Work required:
Please answer these questions from the seminar listing below.
(a) In which room is the seminar held?
(b) Which techniques were used to characterize the Fe doped ZrO2 thin films?
(c) For which application are the Fe3O4 nanoparticles said to be of particular interest?

Excerpt:
_ _ _ _
Seminars Archive

Thu 16 Jul, at 14:30 - Fermi room

Dilute magnetic oxides and magnetic nanostructures

Roberta Ciprian
Department of Information Engineering, University of Brescia, Brescia, Italy

In the last years, I had the possibility to collaborate with many research groups that gave to me the opportunity to study different systems having properties that can be exploited for the development of new generation of spintronic devices, micro- and nanoactuators as well as biomedical applications. In this talk I will present my most recent results obtained on dilute magnetic oxides and nanoparticles. In dilute magnetic oxides (DMO), magnetic impurities, usually transition metals, are introduced to produce a magnetic ground state. These systems have been extensively investigated and are believed to be fundamental to fabricate spin-based electronic devices. The understanding of DMO physical properties constitutes a challenge as the fundamental mechanism leading to ferromagnetic interaction can be hardly explained. As opposite to standard bulk materials, where usually the most stable configuration can be unequivocally identified, in DMO the inclusion of the dopant can induce stress, disorder, and defects in the system with many possible configurations close in energy. Concerning this topic I will briefly summarized the results obtained for Fe doped ZrO2 that was grown in the form of thin films by means of atomic layers deposition and characterized by XPS, XAS and XMCD. Another interesting scientific subject concern the development of magnetic nanoparticles which can represent an answer to the requirement of miniaturization for next-generation devices. I will show you a few results concerning Ni-Mn-Ga nanodisks and Fe3O4 nanoparticles. Ni-Mn-Ga is a system that belong to the big family of the Heusler alloys, showing both the magnetic shape memory and the magnetocaloric effects. Normally these systems are used in the form of bulk, on the other hand great effort has been done in order to reduce, down to the nanometer scale, their dimensionality while preserving their magneto-structural properties. As for Fe3O4 nanoparticles, they are very interesting in view of their possible biomedical applications, in particular for hyperthermia that represent a non-invasive cure for cancer. In particular, in our work we exploited the Lorentz microscopy for shedding light to the magnetic interactions occurring on the nanoscale length and their effects on the macroscopical properties of the system in view of their application as hyperthermia mediators.
_ _ _ _
Given data:
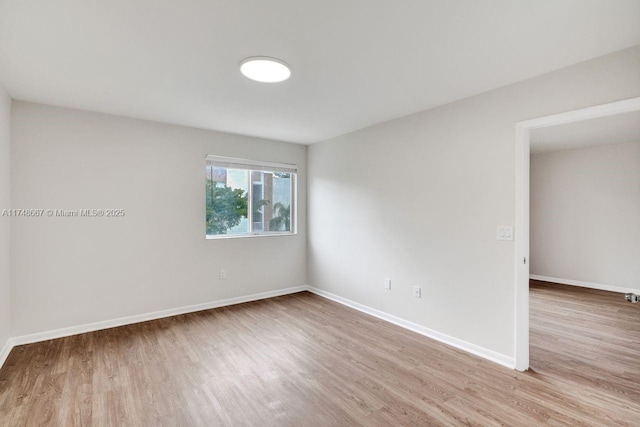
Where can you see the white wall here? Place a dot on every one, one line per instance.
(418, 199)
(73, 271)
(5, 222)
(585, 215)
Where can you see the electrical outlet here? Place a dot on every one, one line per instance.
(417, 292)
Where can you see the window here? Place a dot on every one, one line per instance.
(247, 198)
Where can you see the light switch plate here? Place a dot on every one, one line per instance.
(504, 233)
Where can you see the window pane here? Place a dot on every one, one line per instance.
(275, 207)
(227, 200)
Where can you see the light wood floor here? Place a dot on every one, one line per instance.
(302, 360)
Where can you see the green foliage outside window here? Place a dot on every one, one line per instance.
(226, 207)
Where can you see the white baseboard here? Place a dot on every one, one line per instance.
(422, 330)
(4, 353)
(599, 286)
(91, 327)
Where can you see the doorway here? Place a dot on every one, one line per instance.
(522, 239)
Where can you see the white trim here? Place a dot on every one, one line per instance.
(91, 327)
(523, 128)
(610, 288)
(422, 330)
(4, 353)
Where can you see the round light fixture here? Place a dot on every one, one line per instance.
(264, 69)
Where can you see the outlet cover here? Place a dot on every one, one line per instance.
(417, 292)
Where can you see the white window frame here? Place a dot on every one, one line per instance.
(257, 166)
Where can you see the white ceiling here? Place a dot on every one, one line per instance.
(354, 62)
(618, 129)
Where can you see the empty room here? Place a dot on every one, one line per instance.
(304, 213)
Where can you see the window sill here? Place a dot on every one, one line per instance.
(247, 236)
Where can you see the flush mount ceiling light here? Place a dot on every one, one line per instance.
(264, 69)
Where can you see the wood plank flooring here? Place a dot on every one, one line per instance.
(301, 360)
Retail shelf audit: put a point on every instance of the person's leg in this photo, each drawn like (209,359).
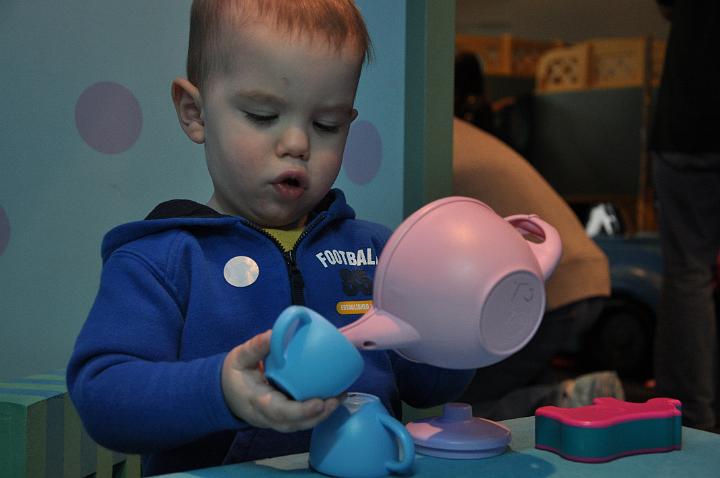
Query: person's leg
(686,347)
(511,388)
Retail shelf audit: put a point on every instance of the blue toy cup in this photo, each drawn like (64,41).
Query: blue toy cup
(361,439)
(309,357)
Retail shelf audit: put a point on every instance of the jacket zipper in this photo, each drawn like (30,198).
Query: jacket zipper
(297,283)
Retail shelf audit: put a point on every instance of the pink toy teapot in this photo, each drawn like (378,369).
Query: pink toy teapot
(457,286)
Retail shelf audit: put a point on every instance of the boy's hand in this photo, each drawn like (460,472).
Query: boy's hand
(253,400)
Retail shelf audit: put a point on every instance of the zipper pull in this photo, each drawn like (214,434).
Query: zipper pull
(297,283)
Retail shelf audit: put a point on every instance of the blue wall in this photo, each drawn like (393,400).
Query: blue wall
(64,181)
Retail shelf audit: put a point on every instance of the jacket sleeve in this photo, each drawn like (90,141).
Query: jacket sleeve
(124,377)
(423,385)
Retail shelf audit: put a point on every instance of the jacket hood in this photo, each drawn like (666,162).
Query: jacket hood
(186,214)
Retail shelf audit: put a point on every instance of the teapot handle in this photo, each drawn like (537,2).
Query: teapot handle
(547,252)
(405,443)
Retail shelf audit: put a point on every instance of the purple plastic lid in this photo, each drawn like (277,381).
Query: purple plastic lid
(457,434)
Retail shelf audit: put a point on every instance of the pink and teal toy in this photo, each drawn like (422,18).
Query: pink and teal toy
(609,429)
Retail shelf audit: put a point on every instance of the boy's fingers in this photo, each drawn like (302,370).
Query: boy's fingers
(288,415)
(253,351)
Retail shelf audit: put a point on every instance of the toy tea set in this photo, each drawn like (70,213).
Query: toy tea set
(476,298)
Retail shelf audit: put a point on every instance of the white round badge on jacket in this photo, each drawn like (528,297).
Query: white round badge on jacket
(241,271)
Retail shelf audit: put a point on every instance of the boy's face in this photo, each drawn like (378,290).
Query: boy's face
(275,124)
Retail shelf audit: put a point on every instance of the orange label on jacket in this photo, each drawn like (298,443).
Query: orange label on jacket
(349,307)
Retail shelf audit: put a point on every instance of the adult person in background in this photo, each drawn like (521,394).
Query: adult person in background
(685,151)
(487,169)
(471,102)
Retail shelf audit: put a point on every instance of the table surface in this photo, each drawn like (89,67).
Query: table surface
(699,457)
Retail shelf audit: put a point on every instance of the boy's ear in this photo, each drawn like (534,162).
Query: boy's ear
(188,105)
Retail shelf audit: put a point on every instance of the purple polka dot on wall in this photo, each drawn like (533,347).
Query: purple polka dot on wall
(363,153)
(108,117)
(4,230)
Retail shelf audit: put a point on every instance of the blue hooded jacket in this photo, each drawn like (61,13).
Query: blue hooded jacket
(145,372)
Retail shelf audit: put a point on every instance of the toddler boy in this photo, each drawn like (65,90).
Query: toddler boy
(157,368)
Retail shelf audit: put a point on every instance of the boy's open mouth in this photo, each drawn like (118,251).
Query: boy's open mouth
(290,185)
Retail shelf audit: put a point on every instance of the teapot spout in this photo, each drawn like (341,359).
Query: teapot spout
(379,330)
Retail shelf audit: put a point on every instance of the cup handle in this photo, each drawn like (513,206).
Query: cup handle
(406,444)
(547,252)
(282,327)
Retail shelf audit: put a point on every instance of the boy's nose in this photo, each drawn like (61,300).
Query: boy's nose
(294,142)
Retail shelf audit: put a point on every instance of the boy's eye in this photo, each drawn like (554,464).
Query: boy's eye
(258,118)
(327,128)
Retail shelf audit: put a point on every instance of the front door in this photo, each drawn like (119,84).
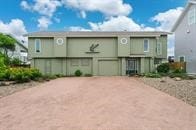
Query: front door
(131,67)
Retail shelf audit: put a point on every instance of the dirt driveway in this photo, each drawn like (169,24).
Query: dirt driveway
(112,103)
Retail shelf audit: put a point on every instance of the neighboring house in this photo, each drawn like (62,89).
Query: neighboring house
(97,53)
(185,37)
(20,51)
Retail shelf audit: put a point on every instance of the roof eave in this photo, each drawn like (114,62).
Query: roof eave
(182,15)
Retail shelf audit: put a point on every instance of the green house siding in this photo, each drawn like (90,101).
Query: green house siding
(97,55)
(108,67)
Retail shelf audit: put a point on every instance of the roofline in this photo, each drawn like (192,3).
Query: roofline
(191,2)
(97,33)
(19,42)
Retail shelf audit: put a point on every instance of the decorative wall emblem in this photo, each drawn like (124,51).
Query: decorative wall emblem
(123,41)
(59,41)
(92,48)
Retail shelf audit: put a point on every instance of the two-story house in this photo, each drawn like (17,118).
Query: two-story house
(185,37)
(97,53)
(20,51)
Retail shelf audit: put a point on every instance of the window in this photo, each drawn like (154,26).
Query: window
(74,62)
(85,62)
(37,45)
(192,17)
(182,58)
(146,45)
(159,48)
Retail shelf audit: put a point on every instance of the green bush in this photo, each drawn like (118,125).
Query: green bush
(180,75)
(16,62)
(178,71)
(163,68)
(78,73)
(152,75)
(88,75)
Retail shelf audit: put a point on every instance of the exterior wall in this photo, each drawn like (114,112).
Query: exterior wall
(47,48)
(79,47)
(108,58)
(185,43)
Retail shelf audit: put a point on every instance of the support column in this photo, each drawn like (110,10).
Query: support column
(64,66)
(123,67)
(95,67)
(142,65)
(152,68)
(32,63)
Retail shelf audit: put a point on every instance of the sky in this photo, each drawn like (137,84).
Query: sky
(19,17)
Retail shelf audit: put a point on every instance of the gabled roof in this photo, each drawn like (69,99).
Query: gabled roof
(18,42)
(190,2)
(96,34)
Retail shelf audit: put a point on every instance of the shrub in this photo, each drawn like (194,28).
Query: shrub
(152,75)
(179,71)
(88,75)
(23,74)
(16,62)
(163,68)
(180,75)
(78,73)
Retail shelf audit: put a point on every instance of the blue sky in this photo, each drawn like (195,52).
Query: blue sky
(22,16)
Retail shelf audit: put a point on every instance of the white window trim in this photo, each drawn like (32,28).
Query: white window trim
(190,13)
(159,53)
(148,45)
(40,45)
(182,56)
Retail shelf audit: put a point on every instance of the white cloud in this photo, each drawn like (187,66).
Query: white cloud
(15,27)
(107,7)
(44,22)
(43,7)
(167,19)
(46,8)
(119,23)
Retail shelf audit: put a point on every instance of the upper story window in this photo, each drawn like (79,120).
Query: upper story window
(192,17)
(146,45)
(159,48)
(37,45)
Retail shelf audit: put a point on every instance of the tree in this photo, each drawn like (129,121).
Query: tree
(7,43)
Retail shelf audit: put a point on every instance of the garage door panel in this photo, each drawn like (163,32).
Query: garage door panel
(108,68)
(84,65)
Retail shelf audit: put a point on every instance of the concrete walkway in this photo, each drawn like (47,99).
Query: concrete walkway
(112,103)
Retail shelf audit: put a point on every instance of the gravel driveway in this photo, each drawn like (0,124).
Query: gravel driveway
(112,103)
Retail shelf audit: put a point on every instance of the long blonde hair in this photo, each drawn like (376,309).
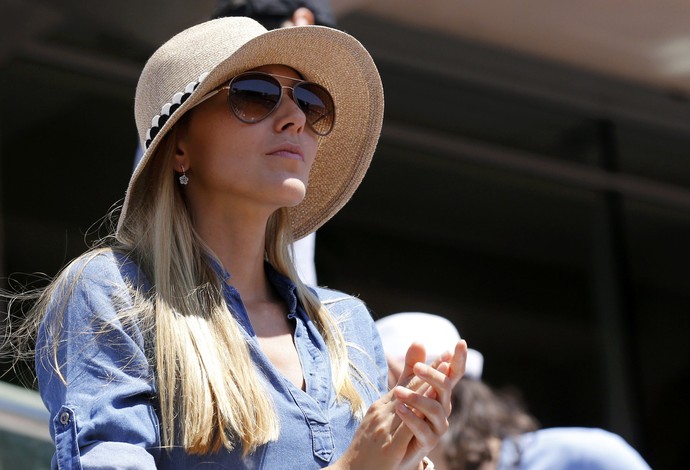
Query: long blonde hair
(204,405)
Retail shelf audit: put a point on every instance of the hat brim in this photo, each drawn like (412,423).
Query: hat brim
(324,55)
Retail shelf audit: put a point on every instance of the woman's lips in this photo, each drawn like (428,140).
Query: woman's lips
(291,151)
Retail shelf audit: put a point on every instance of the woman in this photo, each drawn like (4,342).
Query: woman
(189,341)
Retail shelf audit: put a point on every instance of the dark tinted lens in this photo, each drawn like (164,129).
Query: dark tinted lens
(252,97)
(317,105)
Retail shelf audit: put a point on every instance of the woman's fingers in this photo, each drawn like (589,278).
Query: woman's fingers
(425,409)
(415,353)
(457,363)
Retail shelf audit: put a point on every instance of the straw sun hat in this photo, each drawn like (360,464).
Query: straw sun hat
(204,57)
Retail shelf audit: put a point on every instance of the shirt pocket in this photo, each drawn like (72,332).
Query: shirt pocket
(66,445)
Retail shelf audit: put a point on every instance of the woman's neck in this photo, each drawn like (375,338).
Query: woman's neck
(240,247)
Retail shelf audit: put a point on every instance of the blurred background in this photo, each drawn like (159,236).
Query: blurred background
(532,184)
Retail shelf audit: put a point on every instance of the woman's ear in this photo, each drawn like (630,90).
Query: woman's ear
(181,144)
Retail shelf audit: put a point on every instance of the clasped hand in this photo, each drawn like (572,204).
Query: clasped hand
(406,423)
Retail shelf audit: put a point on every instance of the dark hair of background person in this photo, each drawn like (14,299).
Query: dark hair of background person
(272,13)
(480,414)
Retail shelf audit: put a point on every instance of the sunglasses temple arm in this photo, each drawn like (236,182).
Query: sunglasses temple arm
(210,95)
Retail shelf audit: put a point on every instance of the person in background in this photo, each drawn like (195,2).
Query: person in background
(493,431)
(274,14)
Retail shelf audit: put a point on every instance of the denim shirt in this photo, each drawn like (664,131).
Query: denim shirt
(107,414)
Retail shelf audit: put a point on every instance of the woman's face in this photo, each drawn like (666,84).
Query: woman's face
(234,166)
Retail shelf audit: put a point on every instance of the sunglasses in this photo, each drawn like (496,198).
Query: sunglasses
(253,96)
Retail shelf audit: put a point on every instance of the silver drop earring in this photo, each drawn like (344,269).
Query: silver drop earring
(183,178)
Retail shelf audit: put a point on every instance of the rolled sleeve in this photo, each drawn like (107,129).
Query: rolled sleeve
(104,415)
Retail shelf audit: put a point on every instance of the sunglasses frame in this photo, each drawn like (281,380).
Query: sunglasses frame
_ _ _ _
Solution to the exercise:
(a) The Fermi room.
(b) XPS, XAS and XMCD.
(c) Hyperthermia, described as a non-invasive cure for cancer.